··· Supplied records ···

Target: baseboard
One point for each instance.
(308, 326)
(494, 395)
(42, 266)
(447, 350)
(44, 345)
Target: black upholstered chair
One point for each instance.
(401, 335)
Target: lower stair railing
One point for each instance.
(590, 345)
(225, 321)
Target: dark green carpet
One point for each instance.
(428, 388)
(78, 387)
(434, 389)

···
··· Supplied records ···

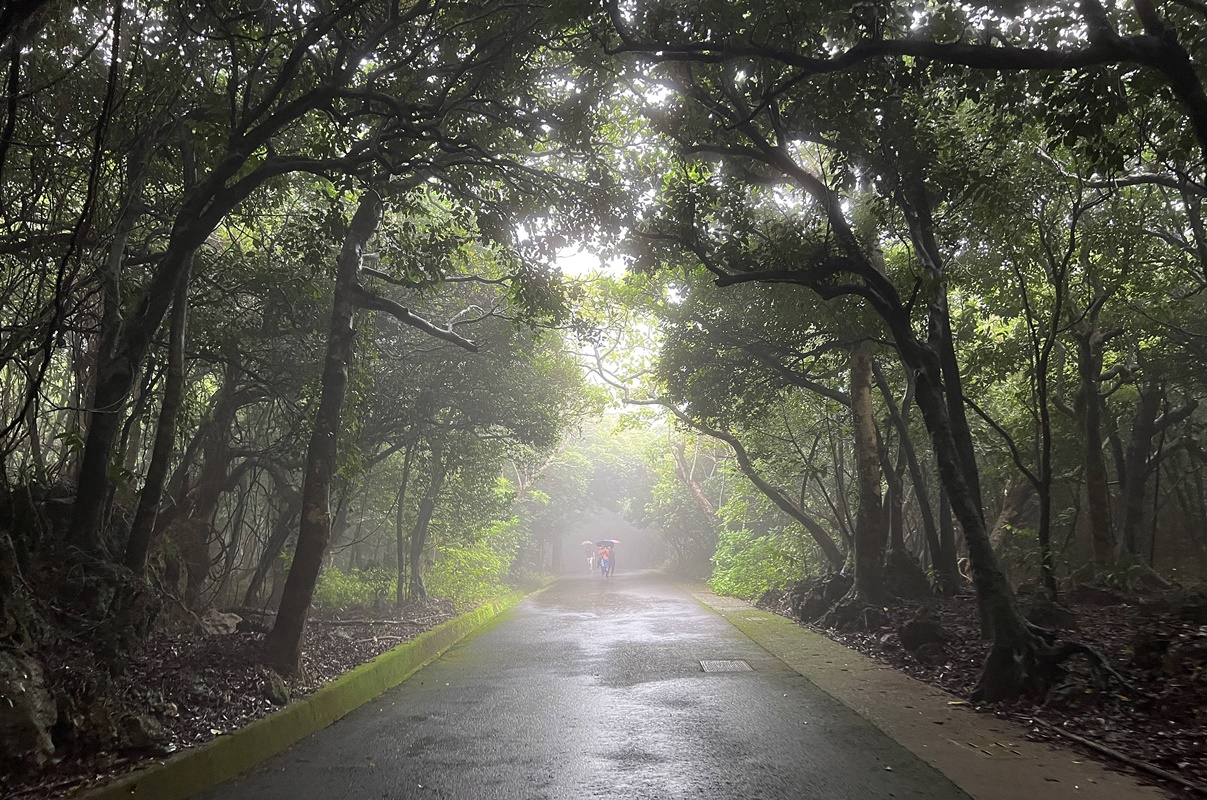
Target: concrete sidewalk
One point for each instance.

···

- _Exercise instructions_
Return all lines from the data above with "Target" in them.

- _Answer box_
Target: baseboard
Target: black upholstered chair
Target: lower stair railing
Target: dark green carpet
Target: concrete sidewalk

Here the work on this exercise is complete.